* Отрывок:

Создавая эти художественные образы, Успенский продолжил добролюбовскую традицию обличения «лишних людей», которыми «не может удовлетворяться свежее чувство человека, жаждущего деятельного добра и ищущего себе руководителя» (Добролюбов).

Текст ранней редакции, изъятый при переработке 1883 года, позволяет уточнить облик героя повести «Тише воды, ниже травы». Это участник освободительного движения 60-х годов, морально сломленный разгромом революционного движения и правительственным террором, пришедший к признанию бесполезности борьбы, «результат которой заключается лишь в ясном понимании повести о плети и обухе». В изъятом тексте он так писал о своей эволюции: «Я теперь думаю: горе человеку, воспитанному иллюзиями пятидесятых годов! В то время въявь совершались такие дела, от которых голова кружилась, которые вызывали наружу все живые силы, заставляя соваться во множество маленьких дел и мечтать о больших.

Может быть, и окажутся со временем какие-нибудь результаты этих сований — не знаю; но покуда… Недели четыре или пять тому назад, помню, шел я в Петербурге по какому-то очень серьезному делу; до места оставалось несколько шагов, вдруг говорят: „проезда нет!“ — Да мне очень нужно. — „Пожалуйте в обход“. Повернул. Шел-шел, — думаю: „недалеко“ — глядь опять — стоит городовой и, как капельмейстер, посредством махания руки дирижирует публикой. „Нет проезду! Баба — куд-ды!.. Эй, вороти назад“. Поворотил опять… Иду и думаю: „если я не послушаюсь и пойду, — меня воротят насильно; если же послушаюсь, то не исполню крайне нужного для меня дела… Как тут быть? Но так как за первое наказывают сибиркой, а за второе — ничего, снисходят, то не есть ли это знак, что лучше своротить?“

И я все сворачивал, все сворачивал и уж не помню, куда пришел…» («Проезда нет» — намек на покушение Каракозова 4 апреля 1866 года, когда петербургские улицы были оцеплены полицией, и на последовавший за покушением террор).

В несокрушимости «порядка» убежден и герой повести «Наблюдения одного лентяя», который противопоставляет этому «порядку» только пассивное сопротивление, «лень», «ничегонеделанье», то есть в сущности мещанский пассивно-анархический протест.

Бессилие интеллигенции тех лет перед большими и насущными вопросами, которые волновали народ, незнание и непонимание ею народа особенно подчеркнуто в главе этой повести, получившей в 1883 году ироническое название «Я и Павлуша „ходим в народе“» (ранее «Два непродолжительные путешествия»).

Записи разметки контуров на изображениях:
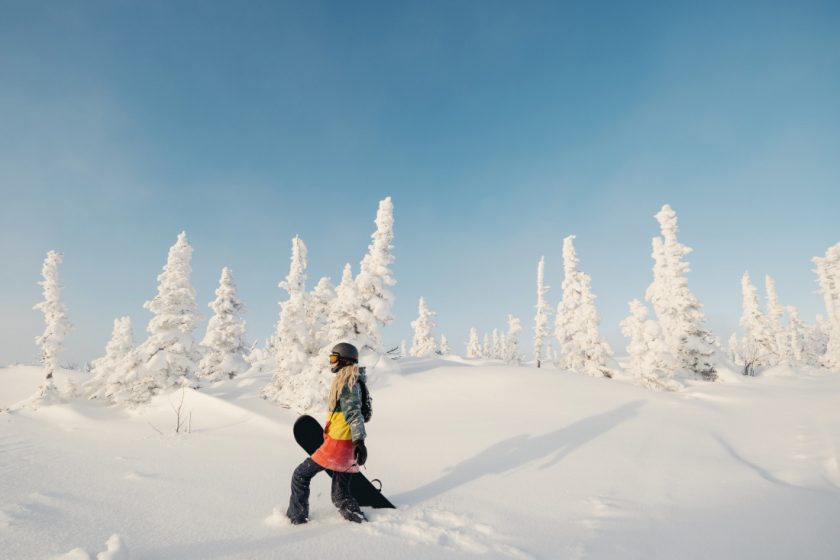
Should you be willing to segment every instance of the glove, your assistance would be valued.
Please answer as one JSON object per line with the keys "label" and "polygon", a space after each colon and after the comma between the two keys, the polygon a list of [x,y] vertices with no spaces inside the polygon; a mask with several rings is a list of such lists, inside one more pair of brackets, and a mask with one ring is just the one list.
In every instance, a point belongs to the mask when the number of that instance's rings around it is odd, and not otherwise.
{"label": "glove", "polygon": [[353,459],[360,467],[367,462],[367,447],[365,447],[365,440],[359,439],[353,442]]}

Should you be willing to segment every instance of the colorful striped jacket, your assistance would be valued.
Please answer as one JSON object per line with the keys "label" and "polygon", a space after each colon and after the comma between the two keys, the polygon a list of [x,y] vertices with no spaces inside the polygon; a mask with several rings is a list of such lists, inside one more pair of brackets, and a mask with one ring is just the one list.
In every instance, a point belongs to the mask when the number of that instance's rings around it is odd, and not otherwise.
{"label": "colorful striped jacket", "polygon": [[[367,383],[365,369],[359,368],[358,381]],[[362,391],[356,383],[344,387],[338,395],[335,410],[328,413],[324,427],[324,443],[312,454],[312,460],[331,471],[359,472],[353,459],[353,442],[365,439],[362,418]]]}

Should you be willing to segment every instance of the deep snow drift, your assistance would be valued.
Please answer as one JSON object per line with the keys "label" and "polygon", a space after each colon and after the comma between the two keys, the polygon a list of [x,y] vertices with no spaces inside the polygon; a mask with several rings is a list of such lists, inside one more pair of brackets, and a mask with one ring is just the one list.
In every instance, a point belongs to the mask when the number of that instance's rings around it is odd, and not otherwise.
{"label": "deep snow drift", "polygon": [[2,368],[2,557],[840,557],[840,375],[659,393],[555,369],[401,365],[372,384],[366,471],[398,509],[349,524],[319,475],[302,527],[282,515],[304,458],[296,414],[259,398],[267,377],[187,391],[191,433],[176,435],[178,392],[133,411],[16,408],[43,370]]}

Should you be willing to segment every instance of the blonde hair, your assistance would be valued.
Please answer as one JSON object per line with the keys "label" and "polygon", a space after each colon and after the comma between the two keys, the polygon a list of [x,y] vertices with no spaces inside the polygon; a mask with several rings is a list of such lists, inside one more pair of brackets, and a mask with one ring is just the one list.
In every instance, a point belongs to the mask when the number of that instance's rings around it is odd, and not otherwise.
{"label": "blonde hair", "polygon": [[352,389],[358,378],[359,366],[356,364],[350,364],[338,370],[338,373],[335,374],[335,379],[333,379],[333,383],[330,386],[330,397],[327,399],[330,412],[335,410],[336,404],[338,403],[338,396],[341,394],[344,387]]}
---
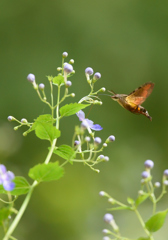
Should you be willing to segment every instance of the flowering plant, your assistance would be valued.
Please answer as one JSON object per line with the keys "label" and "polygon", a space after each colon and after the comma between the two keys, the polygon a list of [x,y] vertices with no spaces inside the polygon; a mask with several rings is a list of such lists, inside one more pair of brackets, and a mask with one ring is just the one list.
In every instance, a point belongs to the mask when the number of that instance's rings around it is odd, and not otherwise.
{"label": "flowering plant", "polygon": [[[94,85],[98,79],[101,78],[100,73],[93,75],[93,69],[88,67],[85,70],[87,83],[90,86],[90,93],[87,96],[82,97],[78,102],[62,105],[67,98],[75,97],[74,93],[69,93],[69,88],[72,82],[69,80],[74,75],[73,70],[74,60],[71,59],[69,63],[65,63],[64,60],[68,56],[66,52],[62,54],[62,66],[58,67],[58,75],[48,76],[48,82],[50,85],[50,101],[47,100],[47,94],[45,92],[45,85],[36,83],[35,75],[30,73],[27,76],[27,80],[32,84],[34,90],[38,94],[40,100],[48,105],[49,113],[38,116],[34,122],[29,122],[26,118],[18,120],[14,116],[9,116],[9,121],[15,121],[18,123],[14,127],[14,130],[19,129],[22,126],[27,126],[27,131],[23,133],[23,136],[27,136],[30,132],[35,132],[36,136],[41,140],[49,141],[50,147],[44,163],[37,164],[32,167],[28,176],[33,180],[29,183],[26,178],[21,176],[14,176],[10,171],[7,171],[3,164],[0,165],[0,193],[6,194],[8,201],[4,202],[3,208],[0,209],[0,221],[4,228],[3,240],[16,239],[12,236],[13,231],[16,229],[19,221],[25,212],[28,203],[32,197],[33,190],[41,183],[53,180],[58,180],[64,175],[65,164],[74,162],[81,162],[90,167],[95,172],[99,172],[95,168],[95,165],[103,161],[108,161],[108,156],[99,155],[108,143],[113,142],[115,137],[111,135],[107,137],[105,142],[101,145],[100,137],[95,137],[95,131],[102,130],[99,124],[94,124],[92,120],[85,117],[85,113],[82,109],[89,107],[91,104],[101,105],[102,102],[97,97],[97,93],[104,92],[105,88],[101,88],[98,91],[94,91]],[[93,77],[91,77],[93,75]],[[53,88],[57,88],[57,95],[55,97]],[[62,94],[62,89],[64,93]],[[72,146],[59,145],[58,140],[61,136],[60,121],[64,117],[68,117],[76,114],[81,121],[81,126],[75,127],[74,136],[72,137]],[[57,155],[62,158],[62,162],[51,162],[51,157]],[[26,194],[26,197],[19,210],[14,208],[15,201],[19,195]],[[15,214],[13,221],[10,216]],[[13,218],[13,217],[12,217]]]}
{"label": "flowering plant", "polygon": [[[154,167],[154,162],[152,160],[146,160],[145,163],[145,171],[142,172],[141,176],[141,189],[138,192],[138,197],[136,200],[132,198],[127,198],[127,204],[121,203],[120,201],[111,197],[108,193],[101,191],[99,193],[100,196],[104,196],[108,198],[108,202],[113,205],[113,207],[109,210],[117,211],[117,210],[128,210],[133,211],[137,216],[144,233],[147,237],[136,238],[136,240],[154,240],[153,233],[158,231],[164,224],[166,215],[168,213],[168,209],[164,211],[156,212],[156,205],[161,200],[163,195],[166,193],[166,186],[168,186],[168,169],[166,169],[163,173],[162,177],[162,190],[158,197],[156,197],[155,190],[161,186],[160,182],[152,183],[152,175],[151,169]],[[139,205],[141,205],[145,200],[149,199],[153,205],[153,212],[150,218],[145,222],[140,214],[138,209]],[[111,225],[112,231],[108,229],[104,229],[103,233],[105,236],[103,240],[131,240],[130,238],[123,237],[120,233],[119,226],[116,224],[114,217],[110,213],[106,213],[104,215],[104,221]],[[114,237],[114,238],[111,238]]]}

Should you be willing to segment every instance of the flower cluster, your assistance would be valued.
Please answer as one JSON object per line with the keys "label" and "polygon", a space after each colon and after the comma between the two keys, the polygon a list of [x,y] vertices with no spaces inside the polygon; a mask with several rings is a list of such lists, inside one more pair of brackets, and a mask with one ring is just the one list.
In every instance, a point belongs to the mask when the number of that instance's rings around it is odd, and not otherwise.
--
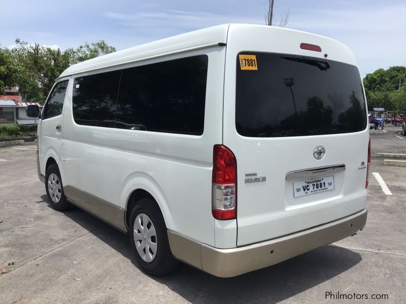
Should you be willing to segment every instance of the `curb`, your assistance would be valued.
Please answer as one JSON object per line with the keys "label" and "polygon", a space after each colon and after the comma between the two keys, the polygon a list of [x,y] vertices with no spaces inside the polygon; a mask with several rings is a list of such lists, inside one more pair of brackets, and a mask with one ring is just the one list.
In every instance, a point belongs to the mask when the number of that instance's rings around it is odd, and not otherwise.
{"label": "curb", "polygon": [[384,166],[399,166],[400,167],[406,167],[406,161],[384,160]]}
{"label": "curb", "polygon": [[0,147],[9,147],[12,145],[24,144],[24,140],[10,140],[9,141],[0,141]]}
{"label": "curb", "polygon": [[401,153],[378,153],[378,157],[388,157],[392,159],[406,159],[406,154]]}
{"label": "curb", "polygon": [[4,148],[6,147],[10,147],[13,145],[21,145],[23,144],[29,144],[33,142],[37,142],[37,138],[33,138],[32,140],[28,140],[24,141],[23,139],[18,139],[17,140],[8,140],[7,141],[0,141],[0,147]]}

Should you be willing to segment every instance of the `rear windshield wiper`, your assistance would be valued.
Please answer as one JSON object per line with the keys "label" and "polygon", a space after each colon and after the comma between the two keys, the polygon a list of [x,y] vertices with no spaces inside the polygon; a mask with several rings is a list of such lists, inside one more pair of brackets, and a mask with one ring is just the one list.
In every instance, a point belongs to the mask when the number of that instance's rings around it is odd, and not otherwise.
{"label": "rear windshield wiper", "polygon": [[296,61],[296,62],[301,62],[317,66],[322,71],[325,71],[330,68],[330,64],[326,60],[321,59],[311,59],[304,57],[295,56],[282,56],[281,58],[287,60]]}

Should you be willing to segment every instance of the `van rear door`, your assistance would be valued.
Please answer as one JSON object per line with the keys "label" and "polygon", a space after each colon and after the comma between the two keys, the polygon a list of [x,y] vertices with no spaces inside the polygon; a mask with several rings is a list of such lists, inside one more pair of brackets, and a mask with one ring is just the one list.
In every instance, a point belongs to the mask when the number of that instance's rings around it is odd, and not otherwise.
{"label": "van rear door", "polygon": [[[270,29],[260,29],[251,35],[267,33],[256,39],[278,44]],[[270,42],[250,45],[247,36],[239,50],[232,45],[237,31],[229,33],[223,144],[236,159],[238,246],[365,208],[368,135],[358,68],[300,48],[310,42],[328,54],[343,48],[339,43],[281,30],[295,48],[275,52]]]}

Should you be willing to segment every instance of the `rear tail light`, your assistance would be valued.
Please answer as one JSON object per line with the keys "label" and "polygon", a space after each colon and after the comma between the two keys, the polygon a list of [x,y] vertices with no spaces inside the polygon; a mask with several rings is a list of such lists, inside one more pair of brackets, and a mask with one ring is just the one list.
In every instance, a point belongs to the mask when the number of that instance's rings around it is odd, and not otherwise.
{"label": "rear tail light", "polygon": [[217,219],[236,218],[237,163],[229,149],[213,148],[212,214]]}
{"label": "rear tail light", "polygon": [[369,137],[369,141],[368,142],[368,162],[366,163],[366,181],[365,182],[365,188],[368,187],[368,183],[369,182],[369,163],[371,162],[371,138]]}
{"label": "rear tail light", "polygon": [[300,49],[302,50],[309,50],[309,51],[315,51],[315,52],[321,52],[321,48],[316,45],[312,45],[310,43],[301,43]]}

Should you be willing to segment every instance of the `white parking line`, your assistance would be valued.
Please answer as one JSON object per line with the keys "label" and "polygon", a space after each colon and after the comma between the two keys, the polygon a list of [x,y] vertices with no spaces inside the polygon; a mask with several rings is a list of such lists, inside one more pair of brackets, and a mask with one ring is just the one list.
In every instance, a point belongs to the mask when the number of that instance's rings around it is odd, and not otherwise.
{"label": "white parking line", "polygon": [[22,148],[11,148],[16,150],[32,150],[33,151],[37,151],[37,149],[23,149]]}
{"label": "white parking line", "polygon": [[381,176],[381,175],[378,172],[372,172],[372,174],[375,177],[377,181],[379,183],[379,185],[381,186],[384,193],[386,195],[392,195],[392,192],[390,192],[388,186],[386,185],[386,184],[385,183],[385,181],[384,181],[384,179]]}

* Задание A: Перепишите отрывок от слов «Текст ранней редакции, изъятый» до слов «мечтать о больших.», заменив «освободительного движения» на «общественного движения».
* Задание B: Выпишите из записей все строки, где встречается слово «glove». Регистр букв учитывается.
Эти записи никак не связаны с отрывком.

* Готовый ответ A:
Текст ранней редакции, изъятый при переработке 1883 года, позволяет уточнить облик героя повести «Тише воды, ниже травы». Это участник общественного движения 60-х годов, морально сломленный разгромом революционного движения и правительственным террором, пришедший к признанию бесполезности борьбы, «результат которой заключается лишь в ясном понимании повести о плети и обухе». В изъятом тексте он так писал о своей эволюции: «Я теперь думаю: горе человеку, воспитанному иллюзиями пятидесятых годов! В то время въявь совершались такие дела, от которых голова кружилась, которые вызывали наружу все живые силы, заставляя соваться во множество маленьких дел и мечтать о больших.

* Готовый ответ B:
Should you be willing to segment every instance of the glove, your assistance would be valued.
{"label": "glove", "polygon": [[353,459],[360,467],[367,462],[367,447],[365,447],[365,440],[359,439],[353,442]]}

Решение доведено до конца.